Page extract:
--- start ---
Kim Junmo writing for OhmyNews stated that the film has a message and the attributes of a romantic comedy. Kim wrote, "as it is a story about the minority taste of BDSM, the difference between likes and dislikes is a limitation of this film." Kim opined, "the barrier to entry is high. Above all, scenes containing BDSM's actions are the core of sympathy between the two main characters, but it is difficult to universally provide emotional pleasure, catharsis, and excitement." Kate Sánchez rated the film with 8.5 out of 10 and wrote, "Love and Leashes is sweet and sensual. It's a wholesome look at boundaries and love while also taking time to explore kink in a context that doesn't treat it as something dangerous or abnormal... one of the best representations of kink I've seen in a film." Ricardo Gallegos of La Estatuilla praised the performances of Seohyun and direction stating, "Park Hyun-jin does a good job of weaving the threads of the story together and adding a touch of respectful humor to the story's development." Concluding Gallegos wrote, "Although "Amarrados al amor" manages to use classic and conventional elements of the romantic comedy genre, it stands out thanks to its sweet handling of the central relationship, the sensuality that it transmits in its exploration of sexual freedom and its honest intentions to inform and break taboos."
--- end ---
Task:
In the review excerpt, what rating did Kate Sánchez give the film?

Given material:
--- start ---
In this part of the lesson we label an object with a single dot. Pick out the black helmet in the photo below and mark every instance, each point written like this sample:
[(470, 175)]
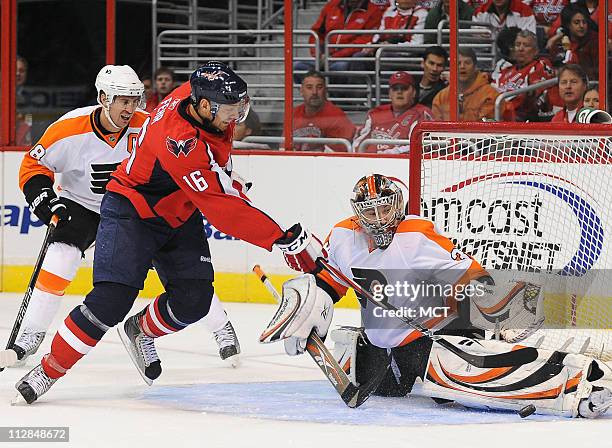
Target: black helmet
[(215, 81)]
--- end ---
The reply:
8.5 out of 10.